▶ _Excerpt to read_
════
Nashville I wanted to point out that right out of the gate she told you, ‘this isn’t a relationship.’ I’m sure at the time you were hurt and confused. It is clear that that wasn’t what you wanted, but you chose to ignore what she said – this is the pivotal part of the entire relationship. At this point you should have said what you wanted, what your needs were. You didn’t – why? That’s the question you need to answer. Because at that moment you had the option of either agreeing with her, telling her what you wanted or ending it – and those are really the only options. Being quiet about it and hoping she’ll change her mind, or that you can convince her otherwise is where you went wrong. She took your silence as agreement which always gave her that out of ‘this isn’t a relationship,’ whenever it suited her. You always had the choice to leave, but chose to stifle your feelings – understanding why you did this and learning to open up and trust your feelings and know that they are important is where you need to focus your work.
Savannah, thank you for the difficult truth. It’s hard to hear, it is. I resorted to really old behavior patterns that I thought I had outgrown. I guess my fear was that I’d lose her if I asserted myself immediately – but I lost her anyway. The continuum of pain results from the knowledge that a friendship was compromised here unnecessarily. Maybe it’s time to be my own best friend. Thanks for your constant stream of giving to those of us struggling with our stuff. It really helps, and hopefully we, too, can help others. Appreciate all that you do.
════
▶ _Dataset content_

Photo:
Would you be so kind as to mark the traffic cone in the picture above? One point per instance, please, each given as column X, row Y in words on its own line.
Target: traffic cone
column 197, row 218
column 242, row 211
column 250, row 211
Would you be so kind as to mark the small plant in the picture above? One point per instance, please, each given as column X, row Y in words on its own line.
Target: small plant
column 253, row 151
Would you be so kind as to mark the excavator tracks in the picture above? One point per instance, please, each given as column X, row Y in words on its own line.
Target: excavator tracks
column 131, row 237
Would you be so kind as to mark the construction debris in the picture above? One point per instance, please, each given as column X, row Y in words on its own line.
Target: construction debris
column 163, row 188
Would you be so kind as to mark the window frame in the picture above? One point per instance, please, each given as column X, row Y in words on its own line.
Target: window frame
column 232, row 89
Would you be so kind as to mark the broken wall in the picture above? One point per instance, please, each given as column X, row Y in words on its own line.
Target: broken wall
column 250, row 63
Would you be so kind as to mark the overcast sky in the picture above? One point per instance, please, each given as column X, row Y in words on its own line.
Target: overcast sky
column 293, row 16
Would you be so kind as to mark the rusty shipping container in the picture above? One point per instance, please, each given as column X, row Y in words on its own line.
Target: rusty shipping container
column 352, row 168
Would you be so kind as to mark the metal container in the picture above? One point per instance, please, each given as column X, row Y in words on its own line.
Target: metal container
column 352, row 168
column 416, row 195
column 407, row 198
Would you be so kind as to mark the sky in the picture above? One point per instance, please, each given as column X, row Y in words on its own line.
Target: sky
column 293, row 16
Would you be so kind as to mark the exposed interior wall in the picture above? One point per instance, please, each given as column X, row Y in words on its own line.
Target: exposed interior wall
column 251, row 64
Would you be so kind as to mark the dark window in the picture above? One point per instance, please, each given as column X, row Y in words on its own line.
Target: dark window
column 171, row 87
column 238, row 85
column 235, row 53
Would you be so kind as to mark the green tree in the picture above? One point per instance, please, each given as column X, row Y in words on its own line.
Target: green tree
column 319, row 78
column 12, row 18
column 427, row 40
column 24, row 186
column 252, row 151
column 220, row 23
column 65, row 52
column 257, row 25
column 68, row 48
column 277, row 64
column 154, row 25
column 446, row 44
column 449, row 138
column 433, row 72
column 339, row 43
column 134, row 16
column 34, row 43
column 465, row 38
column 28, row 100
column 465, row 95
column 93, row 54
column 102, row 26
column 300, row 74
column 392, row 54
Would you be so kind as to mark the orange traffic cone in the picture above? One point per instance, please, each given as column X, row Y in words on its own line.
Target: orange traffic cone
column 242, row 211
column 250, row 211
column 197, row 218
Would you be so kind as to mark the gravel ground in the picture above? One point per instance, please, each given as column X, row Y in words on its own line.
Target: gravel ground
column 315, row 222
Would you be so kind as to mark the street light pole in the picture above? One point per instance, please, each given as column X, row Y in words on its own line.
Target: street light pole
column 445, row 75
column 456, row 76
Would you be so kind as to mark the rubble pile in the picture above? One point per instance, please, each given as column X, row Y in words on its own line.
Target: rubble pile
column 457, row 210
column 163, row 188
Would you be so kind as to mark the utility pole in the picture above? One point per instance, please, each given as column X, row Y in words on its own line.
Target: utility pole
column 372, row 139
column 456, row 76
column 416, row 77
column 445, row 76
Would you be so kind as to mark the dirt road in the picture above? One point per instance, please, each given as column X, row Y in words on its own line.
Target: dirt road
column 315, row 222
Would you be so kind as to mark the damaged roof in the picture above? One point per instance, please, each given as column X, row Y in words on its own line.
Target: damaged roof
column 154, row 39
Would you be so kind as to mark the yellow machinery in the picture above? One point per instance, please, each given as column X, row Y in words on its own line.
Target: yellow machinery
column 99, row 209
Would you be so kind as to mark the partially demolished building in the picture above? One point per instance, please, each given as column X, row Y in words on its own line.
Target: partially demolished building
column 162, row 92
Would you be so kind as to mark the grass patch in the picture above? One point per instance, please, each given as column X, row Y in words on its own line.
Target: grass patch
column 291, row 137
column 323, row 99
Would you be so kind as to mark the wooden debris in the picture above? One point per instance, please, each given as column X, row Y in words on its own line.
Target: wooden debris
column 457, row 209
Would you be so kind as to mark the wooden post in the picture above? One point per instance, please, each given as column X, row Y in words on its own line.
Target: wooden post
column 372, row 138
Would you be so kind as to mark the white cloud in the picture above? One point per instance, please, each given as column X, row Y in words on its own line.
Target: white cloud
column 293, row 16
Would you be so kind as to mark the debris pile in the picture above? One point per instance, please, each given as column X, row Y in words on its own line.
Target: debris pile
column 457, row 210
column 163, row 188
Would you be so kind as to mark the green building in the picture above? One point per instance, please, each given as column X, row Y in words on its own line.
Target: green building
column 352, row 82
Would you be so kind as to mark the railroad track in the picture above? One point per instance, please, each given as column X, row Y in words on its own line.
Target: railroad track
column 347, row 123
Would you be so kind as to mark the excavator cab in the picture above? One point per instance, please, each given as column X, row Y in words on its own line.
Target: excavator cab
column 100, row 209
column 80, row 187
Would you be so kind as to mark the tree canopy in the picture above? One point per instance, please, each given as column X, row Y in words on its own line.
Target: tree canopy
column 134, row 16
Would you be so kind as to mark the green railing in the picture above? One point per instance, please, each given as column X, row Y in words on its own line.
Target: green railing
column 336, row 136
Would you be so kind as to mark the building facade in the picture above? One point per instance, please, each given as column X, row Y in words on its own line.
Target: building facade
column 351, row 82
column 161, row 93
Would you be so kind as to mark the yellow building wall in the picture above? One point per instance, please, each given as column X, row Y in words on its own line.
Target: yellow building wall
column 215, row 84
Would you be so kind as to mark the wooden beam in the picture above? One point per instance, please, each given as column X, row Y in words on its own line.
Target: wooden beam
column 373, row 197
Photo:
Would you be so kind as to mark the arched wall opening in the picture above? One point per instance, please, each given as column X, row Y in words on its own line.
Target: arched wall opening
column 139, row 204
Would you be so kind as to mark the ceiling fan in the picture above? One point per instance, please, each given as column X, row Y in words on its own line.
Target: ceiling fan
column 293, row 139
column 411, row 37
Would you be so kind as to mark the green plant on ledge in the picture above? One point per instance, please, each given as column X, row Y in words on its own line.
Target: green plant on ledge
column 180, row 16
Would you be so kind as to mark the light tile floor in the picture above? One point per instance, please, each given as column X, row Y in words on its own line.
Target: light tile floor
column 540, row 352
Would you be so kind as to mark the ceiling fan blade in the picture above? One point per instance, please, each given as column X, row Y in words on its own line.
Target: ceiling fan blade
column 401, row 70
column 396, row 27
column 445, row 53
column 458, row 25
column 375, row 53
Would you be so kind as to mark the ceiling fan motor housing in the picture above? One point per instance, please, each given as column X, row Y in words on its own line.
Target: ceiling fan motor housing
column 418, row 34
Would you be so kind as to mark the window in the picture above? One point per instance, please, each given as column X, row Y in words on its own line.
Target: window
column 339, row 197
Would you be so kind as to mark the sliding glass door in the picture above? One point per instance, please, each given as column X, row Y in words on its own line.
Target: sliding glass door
════
▶ _What to produce_
In the relationship advice text above, how did she take the other person's silence?

▶ _Answer to the problem_
She took the silence as agreement.